EXERCISE REQUIREMENTS:
Update everything from the line containing "point: wooden fence" down to the line containing "column 767, row 394" by swapping "drop a marker" for "place a pin" and leaving all else untouched.

Collected data:

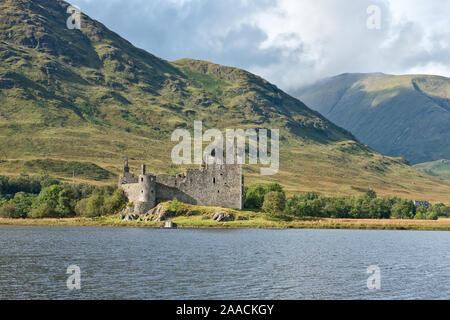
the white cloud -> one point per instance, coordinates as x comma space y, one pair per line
288, 42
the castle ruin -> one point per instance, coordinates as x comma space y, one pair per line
214, 184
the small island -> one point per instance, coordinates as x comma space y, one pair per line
195, 200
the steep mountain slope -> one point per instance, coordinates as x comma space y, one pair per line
407, 116
83, 98
438, 168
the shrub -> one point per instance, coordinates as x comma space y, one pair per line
8, 211
274, 202
403, 210
94, 206
254, 195
44, 211
80, 208
115, 202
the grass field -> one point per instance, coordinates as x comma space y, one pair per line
257, 221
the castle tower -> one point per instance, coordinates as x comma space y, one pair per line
126, 168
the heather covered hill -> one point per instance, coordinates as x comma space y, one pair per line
404, 116
85, 97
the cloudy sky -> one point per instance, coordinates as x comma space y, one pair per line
289, 42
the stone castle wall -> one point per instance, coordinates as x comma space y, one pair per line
212, 185
216, 185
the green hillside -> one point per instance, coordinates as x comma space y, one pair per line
75, 101
439, 168
404, 116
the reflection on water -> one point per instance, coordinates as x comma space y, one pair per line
131, 263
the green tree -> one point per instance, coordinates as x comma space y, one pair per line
116, 202
8, 211
274, 202
22, 203
371, 194
403, 209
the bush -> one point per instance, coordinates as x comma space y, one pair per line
274, 202
8, 211
254, 195
94, 206
115, 202
44, 211
403, 210
22, 202
80, 208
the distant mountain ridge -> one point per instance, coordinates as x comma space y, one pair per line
404, 116
73, 98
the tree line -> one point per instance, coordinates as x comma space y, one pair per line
272, 199
44, 197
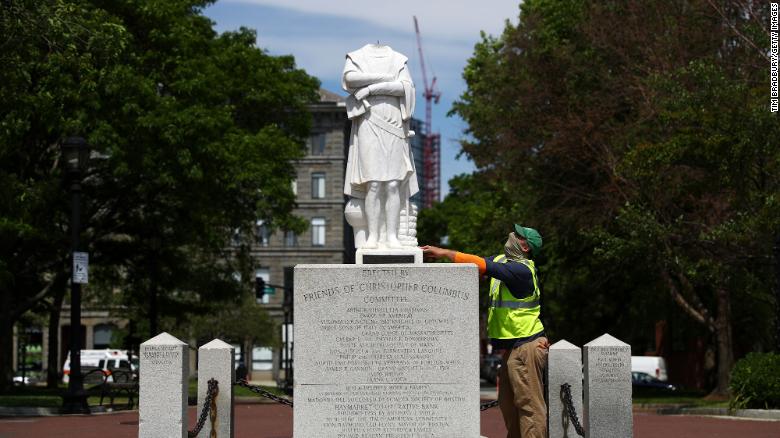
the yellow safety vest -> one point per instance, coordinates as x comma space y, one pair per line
509, 317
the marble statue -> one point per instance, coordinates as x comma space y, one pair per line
380, 175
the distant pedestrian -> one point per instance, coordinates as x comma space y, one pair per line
241, 372
514, 327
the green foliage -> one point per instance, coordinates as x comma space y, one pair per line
755, 383
192, 136
645, 154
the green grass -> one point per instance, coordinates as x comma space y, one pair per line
42, 397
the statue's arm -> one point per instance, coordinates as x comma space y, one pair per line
394, 88
356, 79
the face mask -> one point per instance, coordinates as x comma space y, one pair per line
512, 248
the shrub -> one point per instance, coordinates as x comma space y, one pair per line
755, 382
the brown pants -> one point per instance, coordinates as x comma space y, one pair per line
521, 390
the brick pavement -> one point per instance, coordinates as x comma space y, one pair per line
275, 421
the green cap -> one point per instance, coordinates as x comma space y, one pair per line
532, 236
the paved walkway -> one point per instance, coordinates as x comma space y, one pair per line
275, 421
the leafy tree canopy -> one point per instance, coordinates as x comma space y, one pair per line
637, 136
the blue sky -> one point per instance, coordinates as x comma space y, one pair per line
319, 33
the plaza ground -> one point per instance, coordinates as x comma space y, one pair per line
275, 421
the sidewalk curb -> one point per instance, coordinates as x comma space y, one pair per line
27, 411
759, 414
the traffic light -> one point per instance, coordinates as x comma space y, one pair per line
259, 288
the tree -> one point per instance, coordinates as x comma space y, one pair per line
192, 136
644, 150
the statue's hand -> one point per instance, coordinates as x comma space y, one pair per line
362, 93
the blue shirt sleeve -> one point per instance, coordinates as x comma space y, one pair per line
515, 275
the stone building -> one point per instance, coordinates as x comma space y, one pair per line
320, 201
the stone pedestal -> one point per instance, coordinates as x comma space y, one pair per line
215, 361
608, 388
387, 351
163, 388
388, 256
564, 366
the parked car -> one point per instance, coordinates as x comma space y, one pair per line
643, 382
653, 365
490, 366
107, 361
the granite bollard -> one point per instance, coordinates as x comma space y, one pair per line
162, 401
564, 366
215, 361
608, 388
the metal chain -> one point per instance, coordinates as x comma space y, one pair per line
568, 406
487, 405
260, 391
209, 405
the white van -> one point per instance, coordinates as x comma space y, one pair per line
652, 365
105, 360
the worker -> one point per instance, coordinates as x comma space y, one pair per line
514, 328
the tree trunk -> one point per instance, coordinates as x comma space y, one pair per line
53, 359
725, 342
6, 354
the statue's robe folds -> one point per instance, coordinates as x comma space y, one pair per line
379, 144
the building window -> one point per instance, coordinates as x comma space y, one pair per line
318, 231
265, 274
102, 336
235, 238
317, 143
318, 185
262, 359
290, 238
263, 233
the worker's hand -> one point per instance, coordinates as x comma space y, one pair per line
362, 93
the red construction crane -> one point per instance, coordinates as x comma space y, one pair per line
431, 145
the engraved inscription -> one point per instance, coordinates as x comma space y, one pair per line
387, 339
611, 366
164, 355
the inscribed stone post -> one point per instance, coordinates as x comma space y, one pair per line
564, 365
387, 351
608, 388
162, 401
215, 361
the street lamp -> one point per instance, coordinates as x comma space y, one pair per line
75, 153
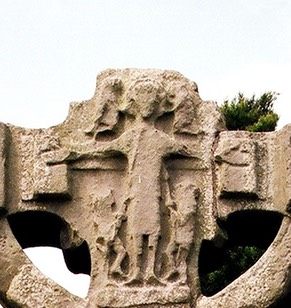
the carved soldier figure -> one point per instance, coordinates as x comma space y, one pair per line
182, 222
108, 224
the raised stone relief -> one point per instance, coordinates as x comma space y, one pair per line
131, 186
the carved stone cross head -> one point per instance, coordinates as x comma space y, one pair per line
144, 189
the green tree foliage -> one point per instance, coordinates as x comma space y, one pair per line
251, 114
237, 260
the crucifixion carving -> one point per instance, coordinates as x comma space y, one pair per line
132, 186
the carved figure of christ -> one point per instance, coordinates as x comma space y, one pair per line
145, 147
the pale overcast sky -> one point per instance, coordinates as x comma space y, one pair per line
51, 51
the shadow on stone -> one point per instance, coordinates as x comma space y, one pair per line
249, 233
36, 229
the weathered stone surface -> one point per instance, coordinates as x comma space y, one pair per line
129, 186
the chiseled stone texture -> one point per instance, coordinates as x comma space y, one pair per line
139, 175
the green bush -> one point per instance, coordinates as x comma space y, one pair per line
251, 114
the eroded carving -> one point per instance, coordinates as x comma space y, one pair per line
141, 174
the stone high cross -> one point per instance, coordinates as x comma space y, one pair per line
140, 187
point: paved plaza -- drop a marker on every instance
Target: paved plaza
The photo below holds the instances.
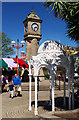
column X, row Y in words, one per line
column 18, row 106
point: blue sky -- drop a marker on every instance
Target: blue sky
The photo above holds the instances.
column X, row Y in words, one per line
column 14, row 13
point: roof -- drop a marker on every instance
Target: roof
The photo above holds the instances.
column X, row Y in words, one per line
column 33, row 15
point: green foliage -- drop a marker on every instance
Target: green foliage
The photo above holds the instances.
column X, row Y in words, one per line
column 5, row 46
column 46, row 75
column 68, row 11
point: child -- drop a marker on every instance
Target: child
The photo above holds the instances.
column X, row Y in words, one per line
column 11, row 89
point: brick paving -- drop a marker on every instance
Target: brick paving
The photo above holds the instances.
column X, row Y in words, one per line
column 18, row 106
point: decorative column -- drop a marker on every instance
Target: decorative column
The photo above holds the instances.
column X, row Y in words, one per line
column 59, row 82
column 36, row 96
column 64, row 91
column 30, row 77
column 72, row 92
column 53, row 106
column 50, row 90
column 52, row 76
column 69, row 90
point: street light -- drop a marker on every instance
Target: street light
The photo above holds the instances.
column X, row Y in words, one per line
column 17, row 47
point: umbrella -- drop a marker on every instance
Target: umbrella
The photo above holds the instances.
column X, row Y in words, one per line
column 58, row 75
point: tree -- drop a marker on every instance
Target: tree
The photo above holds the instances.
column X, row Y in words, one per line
column 68, row 11
column 5, row 45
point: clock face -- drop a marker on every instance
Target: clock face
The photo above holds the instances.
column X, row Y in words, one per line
column 34, row 27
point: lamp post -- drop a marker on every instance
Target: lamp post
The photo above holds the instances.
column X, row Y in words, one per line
column 17, row 47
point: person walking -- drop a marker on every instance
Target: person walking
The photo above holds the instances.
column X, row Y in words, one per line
column 11, row 89
column 3, row 81
column 17, row 84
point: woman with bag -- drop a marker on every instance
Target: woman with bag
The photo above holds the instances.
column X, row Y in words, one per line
column 17, row 84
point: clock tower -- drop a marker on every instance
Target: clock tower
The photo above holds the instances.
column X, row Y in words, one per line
column 32, row 34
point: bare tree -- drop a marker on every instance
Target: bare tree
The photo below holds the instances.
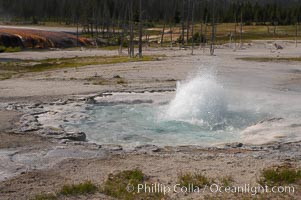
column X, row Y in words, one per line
column 131, row 46
column 296, row 35
column 140, row 29
column 163, row 31
column 213, row 29
column 183, row 24
column 192, row 30
column 240, row 46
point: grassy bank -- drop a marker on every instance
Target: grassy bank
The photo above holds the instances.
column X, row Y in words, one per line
column 8, row 69
column 270, row 59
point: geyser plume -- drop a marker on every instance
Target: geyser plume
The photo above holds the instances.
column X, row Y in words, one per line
column 199, row 101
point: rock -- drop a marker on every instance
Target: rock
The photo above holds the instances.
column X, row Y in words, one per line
column 278, row 46
column 147, row 148
column 90, row 100
column 75, row 136
column 112, row 147
column 234, row 145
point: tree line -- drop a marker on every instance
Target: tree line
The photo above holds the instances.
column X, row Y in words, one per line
column 121, row 19
column 282, row 12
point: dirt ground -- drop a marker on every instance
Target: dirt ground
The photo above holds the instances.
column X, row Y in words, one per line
column 32, row 164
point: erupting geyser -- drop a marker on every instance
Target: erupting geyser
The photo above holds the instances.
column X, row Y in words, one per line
column 199, row 101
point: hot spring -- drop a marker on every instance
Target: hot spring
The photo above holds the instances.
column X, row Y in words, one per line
column 198, row 113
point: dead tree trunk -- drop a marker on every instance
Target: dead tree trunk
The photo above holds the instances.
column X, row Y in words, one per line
column 192, row 30
column 296, row 35
column 162, row 34
column 183, row 25
column 131, row 49
column 240, row 46
column 140, row 29
column 188, row 22
column 235, row 31
column 213, row 29
column 170, row 30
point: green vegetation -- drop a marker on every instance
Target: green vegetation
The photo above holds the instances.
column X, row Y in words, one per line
column 271, row 59
column 9, row 49
column 4, row 76
column 196, row 179
column 280, row 176
column 9, row 68
column 78, row 189
column 70, row 190
column 226, row 181
column 45, row 197
column 116, row 186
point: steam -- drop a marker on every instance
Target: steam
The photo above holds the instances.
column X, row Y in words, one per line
column 199, row 101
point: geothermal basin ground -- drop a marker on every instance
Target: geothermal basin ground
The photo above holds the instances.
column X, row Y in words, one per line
column 228, row 115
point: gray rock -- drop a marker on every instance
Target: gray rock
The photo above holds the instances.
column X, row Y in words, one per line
column 75, row 136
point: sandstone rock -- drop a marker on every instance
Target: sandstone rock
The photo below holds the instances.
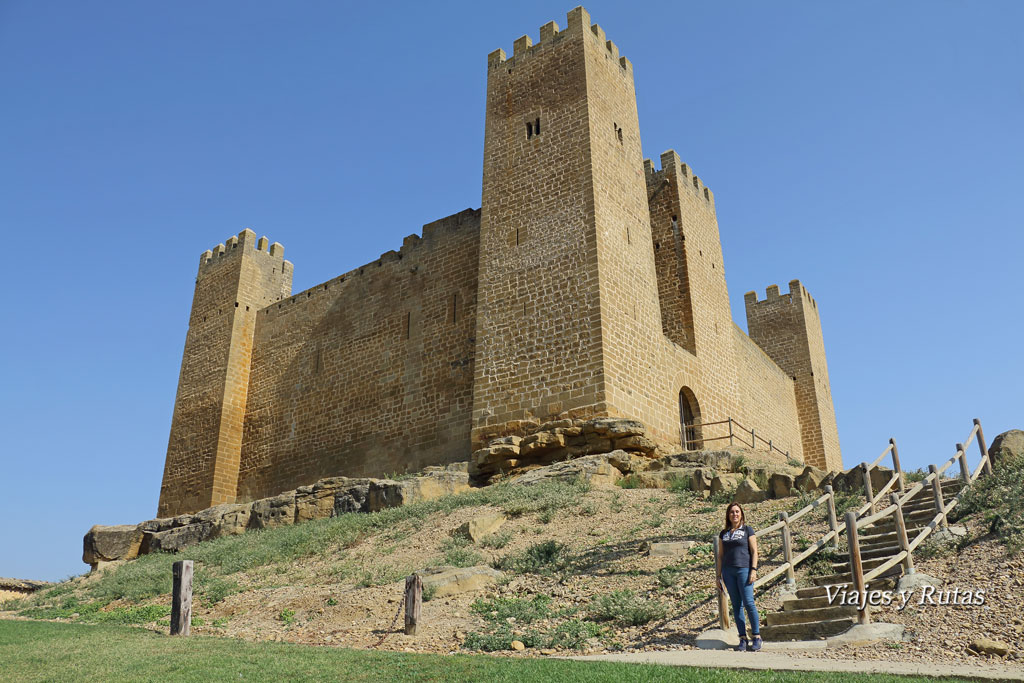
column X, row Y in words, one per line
column 594, row 469
column 636, row 442
column 749, row 492
column 628, row 463
column 779, row 484
column 433, row 484
column 384, row 494
column 450, row 581
column 1007, row 445
column 810, row 479
column 104, row 544
column 271, row 512
column 541, row 441
column 176, row 539
column 226, row 519
column 480, row 526
column 676, row 549
column 614, row 427
column 725, row 481
column 988, row 646
column 351, row 497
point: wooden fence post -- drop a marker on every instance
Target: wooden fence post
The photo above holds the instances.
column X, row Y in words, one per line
column 867, row 481
column 791, row 575
column 904, row 543
column 181, row 572
column 723, row 611
column 984, row 449
column 965, row 468
column 414, row 603
column 856, row 570
column 940, row 506
column 833, row 525
column 899, row 470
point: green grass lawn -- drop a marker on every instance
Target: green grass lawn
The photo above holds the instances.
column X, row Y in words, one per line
column 54, row 651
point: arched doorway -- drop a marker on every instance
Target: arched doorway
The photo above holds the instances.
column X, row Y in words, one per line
column 689, row 421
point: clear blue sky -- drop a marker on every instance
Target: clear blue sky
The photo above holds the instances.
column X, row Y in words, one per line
column 872, row 150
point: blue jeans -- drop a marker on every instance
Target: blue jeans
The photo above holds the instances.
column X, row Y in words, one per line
column 741, row 595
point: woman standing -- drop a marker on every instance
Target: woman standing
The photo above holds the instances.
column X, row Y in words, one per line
column 737, row 551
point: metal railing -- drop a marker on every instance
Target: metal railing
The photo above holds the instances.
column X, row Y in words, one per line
column 736, row 433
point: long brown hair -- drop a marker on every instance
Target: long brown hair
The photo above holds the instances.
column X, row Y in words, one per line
column 742, row 516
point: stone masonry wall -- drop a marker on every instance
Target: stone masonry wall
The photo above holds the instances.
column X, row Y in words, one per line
column 788, row 329
column 539, row 329
column 369, row 373
column 233, row 282
column 767, row 394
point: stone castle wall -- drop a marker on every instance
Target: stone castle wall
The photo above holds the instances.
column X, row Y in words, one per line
column 590, row 284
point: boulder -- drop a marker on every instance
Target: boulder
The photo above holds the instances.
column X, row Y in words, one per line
column 676, row 549
column 750, row 492
column 271, row 512
column 1007, row 445
column 176, row 539
column 351, row 497
column 384, row 494
column 225, row 519
column 446, row 581
column 594, row 469
column 810, row 479
column 637, row 442
column 780, row 484
column 725, row 481
column 105, row 544
column 614, row 427
column 434, row 484
column 988, row 646
column 480, row 526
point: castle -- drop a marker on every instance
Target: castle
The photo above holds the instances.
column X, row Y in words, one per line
column 590, row 283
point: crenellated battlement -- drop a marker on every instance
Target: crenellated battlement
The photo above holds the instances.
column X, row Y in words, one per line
column 433, row 237
column 772, row 295
column 239, row 244
column 578, row 20
column 685, row 176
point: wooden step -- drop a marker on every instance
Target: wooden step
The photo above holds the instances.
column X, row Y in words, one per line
column 826, row 613
column 812, row 631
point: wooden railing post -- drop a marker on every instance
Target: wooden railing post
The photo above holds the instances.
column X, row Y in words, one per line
column 856, row 570
column 833, row 525
column 965, row 468
column 987, row 468
column 414, row 603
column 791, row 575
column 904, row 542
column 181, row 573
column 899, row 470
column 867, row 481
column 940, row 506
column 723, row 611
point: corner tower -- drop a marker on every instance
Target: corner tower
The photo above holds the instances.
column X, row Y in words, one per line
column 235, row 281
column 566, row 279
column 788, row 329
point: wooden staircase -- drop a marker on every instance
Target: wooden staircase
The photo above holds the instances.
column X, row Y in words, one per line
column 807, row 615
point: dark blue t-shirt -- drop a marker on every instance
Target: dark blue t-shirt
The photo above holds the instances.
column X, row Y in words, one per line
column 735, row 547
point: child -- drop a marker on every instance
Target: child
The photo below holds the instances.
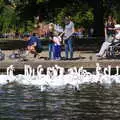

FINAL ANSWER:
point: wooden fence post -- place a pin on every instance
Target: wooden fence post
The photo above holds the instances.
column X, row Y in words, one per line
column 867, row 481
column 791, row 575
column 904, row 543
column 181, row 572
column 723, row 611
column 984, row 449
column 965, row 468
column 414, row 603
column 856, row 570
column 940, row 506
column 833, row 525
column 899, row 470
point: green grass lawn -- place a pin on every instance
Target: green grass lawn
The photo above holds the instances.
column X, row Y in words, one per line
column 54, row 651
point: arched doorway -- place a pin on every instance
Target: arched doorway
The photo above holds the instances.
column X, row Y in words, one per line
column 689, row 421
point: clear blue sky -- place a pin on every instance
Target: clear blue sky
The photo above holds the instances.
column X, row Y in words, one per line
column 872, row 150
point: blue jeans -- place a pin on every instance
Target: blue jeans
The photo above holds the instances.
column X, row Y in words, one per line
column 741, row 595
point: woman standing -- place a pin on every instance
Target: woman standing
The photo above holds the instances.
column X, row Y in words, one per line
column 737, row 551
point: metal railing -- place a pin on every instance
Target: metal railing
The photo above holds the instances.
column X, row Y in words, one per line
column 736, row 433
point: long brown hair -- place a pin on every instance
Target: long brown hair
The photo above holds the instances.
column X, row Y in words, one per line
column 742, row 516
point: stone masonry wall -- place a pin on every instance
Target: stone masonry wall
The photo above holds the instances.
column X, row Y in words, one per line
column 788, row 329
column 539, row 329
column 369, row 373
column 233, row 282
column 767, row 394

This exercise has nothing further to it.